__What is required__.
Reproduce the stretch from "So percentages are" through "if given raw." in the guardian diets thread below, swapping "parasites" for "organisms".

# Guardian Diets



## Pips (Mar 25, 2014)

I have always been curious of what people feed their LGDs.  I am especially interested in the diets of any ancient breeds you might own.  if this has been asked before forgive me.  

Below is the diet I give to my dogs.  Atm two COs.
Please remember, if I am gonna get shouted at over the raw food, that COs are an ancient breed and their constitution is very sturdy, most food based diseases just come out the other end. 

Raw meat - mostly heart, kidneys, lungs, liver & meat off the bone (only lamb, beef & chicken)
Raw fish - Salmon & trout
Bloody Bones 
Vegs (always from the mixer as digestion is harder natural and little is absorbed) - cabbage, celery, brussels, a little carrot, some sweet potatoes are good too but not too many
fruit (always from the mixer as digestion is harder) Pumpkin, apple, bananas, strawberries & lots of dark berries
Protein (organic) powder
Dog specific mineral powder
Milk & cheese in small amounts
Linseed oil
Fish oil
Olive oil
A little garlic & onion
Some oats & barley (very little as it is grain and not great for dogs)

So percentages are ...

50% raw meat or raw fish - freeze your meat and fish, especially trout and salmon for two days before giving it to the dog.  There are particular parasites that must be killed if given raw.
10% porridge - grounded oats & barley
10% vegetables ground up with water
10% fruits - berries, pumpkin, apple, banana (vit k)
Rest of the 20%
Add organic dry food to suck up the liquidity (non-grain based)
Add oils, little tiny bit of garlic & onion 
Add powders - mineral, protein & vegetable 
Add an raw egg once a day until 4 years of age.

Calcium and phosphate are balanced as much as possible.


----------



## Timberdoodle (Mar 26, 2014)

I feed very similar to your routine. I don't utilize organ meats as heavily, roughly once every 2 weeks or so. I feed fruits but, don't mix them in with meals or veggies as fruits and veggies are digested at differing rates and I feel mixing them can set up for digestive problems. I utilize Flaxseed oil in lieu of Linseed. I also supplement vitamins but, their addition is largely dependent on the dogs daily needs/condition. I utilize Ester-C, D3, natural Vit E and a good B complex with fair regularity. I also fast the dogs one day weekly and once a month supplement the diets with Astragalus and Milk Thistle for a week. I utilize large raw elk bones with regularity.


----------



## Pips (Mar 26, 2014)

Timber great thank you.  Do you use barley at all, or any grain type for that matter?  I add, especially Barley, for added B2, B12, but mostly for the high amounts of manganese that helps break down calcium & other hard minerals during digestion.  When I add it seems they do defecate less.  I don't like grain based diets at all but I find using around 10% doesn't seem to do any damage, at least I have dogs live over 16 years on mostly this diet.

__Given records__.
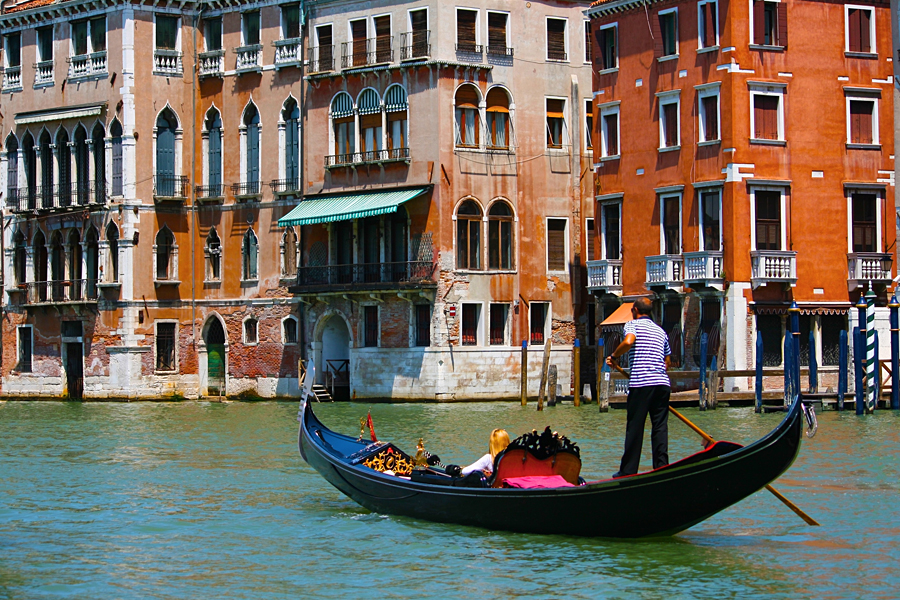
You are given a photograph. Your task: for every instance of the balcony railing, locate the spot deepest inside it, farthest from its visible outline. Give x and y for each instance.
(705, 267)
(87, 65)
(773, 266)
(321, 59)
(605, 276)
(64, 196)
(374, 51)
(43, 72)
(170, 187)
(167, 62)
(66, 290)
(249, 57)
(212, 63)
(375, 156)
(12, 78)
(866, 267)
(366, 275)
(415, 44)
(288, 53)
(285, 186)
(665, 270)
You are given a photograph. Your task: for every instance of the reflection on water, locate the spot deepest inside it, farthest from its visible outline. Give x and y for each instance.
(196, 500)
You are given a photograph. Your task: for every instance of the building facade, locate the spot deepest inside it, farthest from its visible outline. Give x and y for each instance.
(744, 158)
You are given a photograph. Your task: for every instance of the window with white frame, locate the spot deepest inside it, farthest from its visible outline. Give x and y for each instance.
(767, 113)
(862, 117)
(708, 24)
(609, 129)
(669, 119)
(708, 109)
(859, 29)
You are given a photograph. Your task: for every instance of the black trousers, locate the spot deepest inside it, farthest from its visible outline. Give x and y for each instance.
(652, 400)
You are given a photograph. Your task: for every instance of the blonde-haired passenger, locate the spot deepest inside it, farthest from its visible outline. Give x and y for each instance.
(498, 443)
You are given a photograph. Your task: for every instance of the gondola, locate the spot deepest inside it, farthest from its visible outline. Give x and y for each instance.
(661, 502)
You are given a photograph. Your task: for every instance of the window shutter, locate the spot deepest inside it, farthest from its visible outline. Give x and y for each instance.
(782, 23)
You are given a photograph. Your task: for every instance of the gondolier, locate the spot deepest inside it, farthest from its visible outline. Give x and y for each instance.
(648, 388)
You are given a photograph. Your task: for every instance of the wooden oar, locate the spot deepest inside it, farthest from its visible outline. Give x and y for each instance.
(709, 439)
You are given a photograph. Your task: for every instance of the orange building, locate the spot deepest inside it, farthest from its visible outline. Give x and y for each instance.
(743, 160)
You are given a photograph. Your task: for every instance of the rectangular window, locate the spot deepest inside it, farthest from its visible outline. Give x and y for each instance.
(864, 222)
(860, 29)
(611, 231)
(711, 215)
(608, 46)
(538, 321)
(556, 123)
(556, 39)
(165, 346)
(556, 244)
(370, 318)
(467, 30)
(470, 324)
(24, 365)
(671, 219)
(423, 324)
(708, 24)
(166, 32)
(768, 220)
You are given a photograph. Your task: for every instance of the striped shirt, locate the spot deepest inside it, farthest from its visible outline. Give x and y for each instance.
(649, 354)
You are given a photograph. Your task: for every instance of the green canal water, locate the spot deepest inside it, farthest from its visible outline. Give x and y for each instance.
(197, 500)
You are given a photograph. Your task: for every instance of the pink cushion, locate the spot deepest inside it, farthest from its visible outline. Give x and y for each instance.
(536, 481)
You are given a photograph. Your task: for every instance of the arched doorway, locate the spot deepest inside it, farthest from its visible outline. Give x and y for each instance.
(215, 358)
(333, 368)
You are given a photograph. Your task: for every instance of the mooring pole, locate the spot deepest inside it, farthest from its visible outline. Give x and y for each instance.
(895, 351)
(759, 364)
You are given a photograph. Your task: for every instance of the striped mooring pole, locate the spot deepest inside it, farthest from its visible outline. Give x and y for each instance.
(871, 360)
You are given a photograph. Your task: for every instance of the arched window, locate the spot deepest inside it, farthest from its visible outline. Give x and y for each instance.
(468, 235)
(115, 130)
(111, 272)
(498, 118)
(214, 154)
(165, 254)
(500, 236)
(343, 128)
(213, 253)
(467, 120)
(396, 109)
(290, 114)
(251, 149)
(250, 251)
(370, 126)
(289, 253)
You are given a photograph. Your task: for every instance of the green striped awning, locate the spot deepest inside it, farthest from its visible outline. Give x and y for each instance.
(345, 208)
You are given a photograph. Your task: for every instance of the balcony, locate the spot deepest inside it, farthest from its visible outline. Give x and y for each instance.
(364, 53)
(705, 268)
(415, 44)
(58, 198)
(865, 268)
(67, 291)
(373, 157)
(43, 73)
(212, 63)
(167, 62)
(288, 53)
(773, 266)
(249, 58)
(605, 276)
(365, 277)
(170, 188)
(85, 66)
(12, 79)
(665, 270)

__Reply__.
So percentages are ...

50% raw meat or raw fish - freeze your meat and fish, especially trout and salmon for two days before giving it to the dog.  There are particular organisms that must be killed if given raw.